>> Begin Reading text

Article from Asia Times

China, US and the new world order
By Francesco Sisci

The day after the attacks on the United States, China's President Jiang
Zemin called his American counterpart George W Bush and pledged support
for the US anti-terrorist campaign. The next day, the official Xinhua
news agency reported the story and the official Chinese-language China
Daily carried an editorial with the title "Serious threat to world peace
and civilization".

"The international community was shocked at what happened in the United
States on Tuesday, when a series of terrorist attacks resulted in the
destruction of the World Trade Center in New York, causing devastating
casualties and suffering to large numbers of people. The government and
people of China have joined others around the world in expressing
condolences to the victims and condemnation of such barbarous acts," the
paper said.

>> End Reading text

▶ Brief: Copy the entire article on China, the US and the new world order verbatim. The entries that follow the article stand apart from it.

>> Begin Entries supplied

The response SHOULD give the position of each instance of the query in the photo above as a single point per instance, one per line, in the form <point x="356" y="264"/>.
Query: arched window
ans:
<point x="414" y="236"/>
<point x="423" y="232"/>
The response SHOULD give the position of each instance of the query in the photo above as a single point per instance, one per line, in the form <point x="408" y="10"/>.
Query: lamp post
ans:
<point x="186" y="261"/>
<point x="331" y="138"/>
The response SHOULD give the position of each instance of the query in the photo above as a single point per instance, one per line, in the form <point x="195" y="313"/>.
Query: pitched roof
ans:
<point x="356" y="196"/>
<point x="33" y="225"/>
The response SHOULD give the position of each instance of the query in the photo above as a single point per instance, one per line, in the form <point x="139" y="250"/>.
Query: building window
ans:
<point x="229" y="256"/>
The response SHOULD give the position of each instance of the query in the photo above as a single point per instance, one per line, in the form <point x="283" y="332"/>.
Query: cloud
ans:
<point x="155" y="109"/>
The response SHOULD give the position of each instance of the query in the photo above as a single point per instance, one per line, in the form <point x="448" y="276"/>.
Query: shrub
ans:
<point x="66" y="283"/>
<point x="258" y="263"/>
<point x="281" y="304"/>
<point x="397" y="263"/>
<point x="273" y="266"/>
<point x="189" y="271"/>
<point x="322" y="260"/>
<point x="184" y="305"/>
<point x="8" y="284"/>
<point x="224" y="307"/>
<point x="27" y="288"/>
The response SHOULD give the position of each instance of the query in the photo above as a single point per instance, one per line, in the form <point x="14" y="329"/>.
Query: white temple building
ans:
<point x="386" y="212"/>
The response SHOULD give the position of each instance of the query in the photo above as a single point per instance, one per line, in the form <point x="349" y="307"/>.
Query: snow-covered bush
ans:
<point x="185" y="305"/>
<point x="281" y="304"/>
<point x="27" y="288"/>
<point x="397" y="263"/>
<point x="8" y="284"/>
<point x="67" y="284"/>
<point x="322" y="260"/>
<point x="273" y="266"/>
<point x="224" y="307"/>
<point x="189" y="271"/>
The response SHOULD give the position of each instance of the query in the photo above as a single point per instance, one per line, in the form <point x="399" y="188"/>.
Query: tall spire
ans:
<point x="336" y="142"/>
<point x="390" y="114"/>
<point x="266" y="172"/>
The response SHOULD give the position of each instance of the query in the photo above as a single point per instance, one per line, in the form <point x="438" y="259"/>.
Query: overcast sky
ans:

>> End Entries supplied

▶ Output below:
Article from Asia Times

China, US and the new world order
By Francesco Sisci

The day after the attacks on the United States, China's President Jiang
Zemin called his American counterpart George W Bush and pledged support
for the US anti-terrorist campaign. The next day, the official Xinhua
news agency reported the story and the official Chinese-language China
Daily carried an editorial with the title "Serious threat to world peace
and civilization".

"The international community was shocked at what happened in the United
States on Tuesday, when a series of terrorist attacks resulted in the
destruction of the World Trade Center in New York, causing devastating
casualties and suffering to large numbers of people. The government and
people of China have joined others around the world in expressing
condolences to the victims and condemnation of such barbarous acts," the
paper said.